**Problem to work on**.
Please write out all of the data below word for word, leaving out the pictures.

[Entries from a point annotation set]
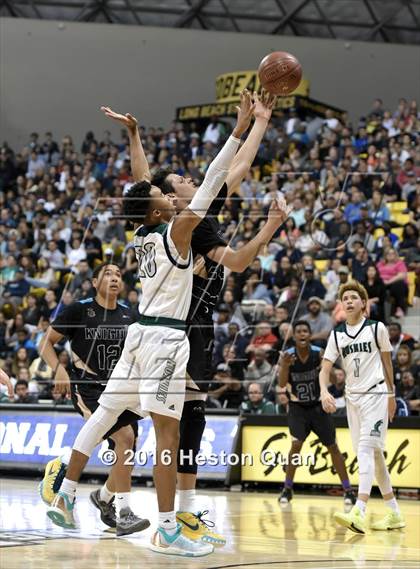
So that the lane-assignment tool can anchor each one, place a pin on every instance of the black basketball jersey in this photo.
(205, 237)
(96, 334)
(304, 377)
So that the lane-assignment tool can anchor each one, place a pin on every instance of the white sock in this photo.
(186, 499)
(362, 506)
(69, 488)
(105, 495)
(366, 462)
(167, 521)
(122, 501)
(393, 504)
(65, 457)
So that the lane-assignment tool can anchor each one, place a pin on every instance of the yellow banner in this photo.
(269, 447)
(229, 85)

**Reply to the exercise**.
So that the lane-assignment tool can anchor each one, place a pin on every instance of the black basketball jersey in this photo.
(205, 237)
(96, 334)
(304, 377)
So that the lane-assignment tool can anchor each one, place a pin on every instance of the white sock in this photo.
(186, 499)
(362, 506)
(69, 488)
(105, 495)
(366, 462)
(167, 521)
(122, 501)
(393, 504)
(65, 457)
So that the lane-assignment tool can anchor each one, place a pin on every instance of the yellow banner in this photo.
(269, 447)
(229, 85)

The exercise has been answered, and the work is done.